ACTION ITEM » Using the listing below, retype the line bearing "Every instance of the player's outstretched" and each line after it, word for word, and nothing further.

MATERIAL FOR THIS EXERCISE »
....................

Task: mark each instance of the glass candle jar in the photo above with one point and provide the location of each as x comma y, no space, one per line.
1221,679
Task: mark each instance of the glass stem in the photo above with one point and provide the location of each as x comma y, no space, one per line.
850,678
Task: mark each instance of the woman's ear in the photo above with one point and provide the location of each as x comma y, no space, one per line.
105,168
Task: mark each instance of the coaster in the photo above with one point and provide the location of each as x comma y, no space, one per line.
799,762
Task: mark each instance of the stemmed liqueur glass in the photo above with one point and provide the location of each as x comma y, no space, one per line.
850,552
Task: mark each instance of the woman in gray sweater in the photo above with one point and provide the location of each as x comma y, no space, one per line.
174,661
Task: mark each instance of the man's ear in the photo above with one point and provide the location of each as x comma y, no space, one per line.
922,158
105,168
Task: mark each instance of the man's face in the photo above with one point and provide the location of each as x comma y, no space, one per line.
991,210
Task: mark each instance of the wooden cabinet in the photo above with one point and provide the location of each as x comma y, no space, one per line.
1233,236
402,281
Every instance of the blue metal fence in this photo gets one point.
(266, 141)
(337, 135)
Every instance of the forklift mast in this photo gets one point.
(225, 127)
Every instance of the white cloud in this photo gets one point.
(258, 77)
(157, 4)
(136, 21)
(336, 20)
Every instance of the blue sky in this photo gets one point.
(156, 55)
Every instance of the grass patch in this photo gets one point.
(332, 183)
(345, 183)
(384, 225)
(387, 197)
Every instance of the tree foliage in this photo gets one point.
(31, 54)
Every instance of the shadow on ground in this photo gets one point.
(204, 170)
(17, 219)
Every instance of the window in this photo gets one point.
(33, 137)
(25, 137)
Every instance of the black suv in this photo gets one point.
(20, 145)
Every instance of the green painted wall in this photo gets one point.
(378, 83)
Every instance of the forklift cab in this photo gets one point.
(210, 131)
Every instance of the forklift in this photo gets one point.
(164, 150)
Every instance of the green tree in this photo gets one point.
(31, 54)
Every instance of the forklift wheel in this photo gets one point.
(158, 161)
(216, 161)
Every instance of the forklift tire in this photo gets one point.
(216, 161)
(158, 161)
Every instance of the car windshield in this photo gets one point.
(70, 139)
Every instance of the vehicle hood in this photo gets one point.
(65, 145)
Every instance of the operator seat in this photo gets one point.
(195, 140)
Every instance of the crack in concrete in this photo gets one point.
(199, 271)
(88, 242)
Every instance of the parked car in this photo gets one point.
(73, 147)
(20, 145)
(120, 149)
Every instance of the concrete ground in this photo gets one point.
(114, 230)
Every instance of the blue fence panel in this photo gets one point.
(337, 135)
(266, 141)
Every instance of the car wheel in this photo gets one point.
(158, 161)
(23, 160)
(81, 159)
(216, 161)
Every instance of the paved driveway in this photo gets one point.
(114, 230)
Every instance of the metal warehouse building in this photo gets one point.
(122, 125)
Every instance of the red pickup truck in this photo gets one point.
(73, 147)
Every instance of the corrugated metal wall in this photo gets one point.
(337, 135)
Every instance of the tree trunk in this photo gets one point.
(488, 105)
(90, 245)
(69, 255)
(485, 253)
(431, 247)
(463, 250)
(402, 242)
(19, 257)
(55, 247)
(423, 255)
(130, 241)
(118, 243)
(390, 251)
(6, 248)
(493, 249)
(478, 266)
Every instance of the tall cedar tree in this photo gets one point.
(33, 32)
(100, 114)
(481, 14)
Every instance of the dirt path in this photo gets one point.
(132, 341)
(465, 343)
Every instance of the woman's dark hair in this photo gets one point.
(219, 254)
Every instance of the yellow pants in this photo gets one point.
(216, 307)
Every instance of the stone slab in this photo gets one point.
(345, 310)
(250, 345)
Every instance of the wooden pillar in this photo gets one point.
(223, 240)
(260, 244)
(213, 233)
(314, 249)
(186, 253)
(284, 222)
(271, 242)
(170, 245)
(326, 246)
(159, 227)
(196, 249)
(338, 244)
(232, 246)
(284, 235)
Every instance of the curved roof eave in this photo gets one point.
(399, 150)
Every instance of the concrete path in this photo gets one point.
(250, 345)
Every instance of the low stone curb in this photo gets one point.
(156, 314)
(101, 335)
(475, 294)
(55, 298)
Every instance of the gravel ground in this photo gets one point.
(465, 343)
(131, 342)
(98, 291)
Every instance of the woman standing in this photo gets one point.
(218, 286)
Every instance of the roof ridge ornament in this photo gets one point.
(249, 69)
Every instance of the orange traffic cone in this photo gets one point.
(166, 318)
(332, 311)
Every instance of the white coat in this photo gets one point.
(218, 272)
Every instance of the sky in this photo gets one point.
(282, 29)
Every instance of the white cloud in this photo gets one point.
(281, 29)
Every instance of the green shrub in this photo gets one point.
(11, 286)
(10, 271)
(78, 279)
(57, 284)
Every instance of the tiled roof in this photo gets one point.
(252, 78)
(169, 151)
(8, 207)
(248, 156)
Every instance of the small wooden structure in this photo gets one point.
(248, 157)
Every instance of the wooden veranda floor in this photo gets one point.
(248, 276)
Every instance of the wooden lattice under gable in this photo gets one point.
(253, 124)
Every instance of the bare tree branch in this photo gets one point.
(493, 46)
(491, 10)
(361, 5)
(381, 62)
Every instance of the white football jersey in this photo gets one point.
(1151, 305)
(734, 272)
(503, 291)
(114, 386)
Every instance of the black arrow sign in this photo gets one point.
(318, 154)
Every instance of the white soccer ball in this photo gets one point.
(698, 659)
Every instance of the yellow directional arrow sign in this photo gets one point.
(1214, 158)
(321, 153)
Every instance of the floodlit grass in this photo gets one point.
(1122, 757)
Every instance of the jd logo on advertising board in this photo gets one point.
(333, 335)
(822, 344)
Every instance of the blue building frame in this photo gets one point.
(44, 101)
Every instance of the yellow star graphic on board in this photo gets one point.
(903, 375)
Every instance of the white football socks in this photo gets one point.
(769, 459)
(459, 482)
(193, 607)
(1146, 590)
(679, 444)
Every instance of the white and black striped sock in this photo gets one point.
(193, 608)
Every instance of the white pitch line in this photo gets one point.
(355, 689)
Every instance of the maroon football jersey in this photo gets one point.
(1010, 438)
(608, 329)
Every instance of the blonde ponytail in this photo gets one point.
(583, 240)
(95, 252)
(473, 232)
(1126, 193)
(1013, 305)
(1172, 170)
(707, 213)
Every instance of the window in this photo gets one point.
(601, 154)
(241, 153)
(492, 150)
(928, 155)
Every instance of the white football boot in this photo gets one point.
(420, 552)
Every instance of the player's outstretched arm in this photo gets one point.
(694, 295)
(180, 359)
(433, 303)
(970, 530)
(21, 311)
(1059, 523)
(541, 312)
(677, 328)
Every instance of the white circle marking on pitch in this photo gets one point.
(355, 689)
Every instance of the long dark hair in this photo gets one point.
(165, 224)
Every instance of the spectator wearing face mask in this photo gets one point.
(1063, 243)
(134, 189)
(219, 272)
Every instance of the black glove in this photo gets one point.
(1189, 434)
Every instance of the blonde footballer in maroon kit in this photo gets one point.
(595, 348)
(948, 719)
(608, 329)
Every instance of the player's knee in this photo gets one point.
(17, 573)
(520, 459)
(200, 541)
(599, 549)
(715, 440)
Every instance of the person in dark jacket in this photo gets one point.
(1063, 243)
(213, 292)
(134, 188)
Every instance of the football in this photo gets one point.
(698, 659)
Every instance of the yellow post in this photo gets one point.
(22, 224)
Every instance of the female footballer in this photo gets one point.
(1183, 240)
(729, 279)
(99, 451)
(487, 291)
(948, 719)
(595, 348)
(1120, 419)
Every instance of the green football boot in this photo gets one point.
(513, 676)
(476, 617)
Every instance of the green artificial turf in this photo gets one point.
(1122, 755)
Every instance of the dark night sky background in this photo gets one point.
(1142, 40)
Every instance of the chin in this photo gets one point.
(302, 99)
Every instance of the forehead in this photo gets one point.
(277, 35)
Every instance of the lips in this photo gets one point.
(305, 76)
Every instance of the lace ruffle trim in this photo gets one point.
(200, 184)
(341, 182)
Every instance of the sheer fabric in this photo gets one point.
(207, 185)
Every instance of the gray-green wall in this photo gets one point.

....................

ANSWER BOX »
Every instance of the player's outstretched arm in this photo gets one point.
(694, 295)
(180, 359)
(433, 303)
(970, 530)
(21, 311)
(1059, 523)
(541, 312)
(677, 328)
Every instance of the white circle marking on pitch in this photo gets one point.
(355, 689)
Every instance of the long dark hair in this photo gets one point.
(165, 224)
Every instance of the spectator wearing face mask in this photo gets one point.
(1063, 243)
(134, 189)
(219, 272)
Every instance of the black glove in this photo gets one point.
(1189, 434)
Every instance of the blonde footballer in maroon kit in this photo gets one point.
(595, 348)
(948, 719)
(608, 329)
Every instance of the player's knee in this photo gets one point.
(17, 573)
(520, 459)
(200, 541)
(599, 549)
(715, 440)
Every instance of the person in dark jacket in this photo gets one point.
(1063, 243)
(213, 292)
(134, 188)
Every instance of the football in this photo gets one point.
(698, 659)
Every instance of the yellow post in this photo gets one point.
(22, 224)
Every instance of the female footballer in this photo gets one point.
(1183, 240)
(729, 279)
(99, 451)
(487, 291)
(948, 719)
(595, 348)
(1120, 419)
Every instance of the green football boot in this photo gets one point.
(513, 676)
(476, 617)
Every instance of the green artificial turf in this photo gets one point.
(1122, 755)
Every instance of the dark night sky background in this photo gets one point.
(1142, 40)
Every instance of the chin in this photo gets one point.
(302, 99)
Every instance of the forehead in this photo gets one point.
(277, 35)
Every instance of the lips in this photo gets one point.
(305, 76)
Every instance of the lace ruffle trim in this photo gets one point.
(200, 184)
(341, 182)
Every instance of the sheer fabric in this photo gets one point.
(207, 185)
Every instance of the gray-green wall in this photo gets one point.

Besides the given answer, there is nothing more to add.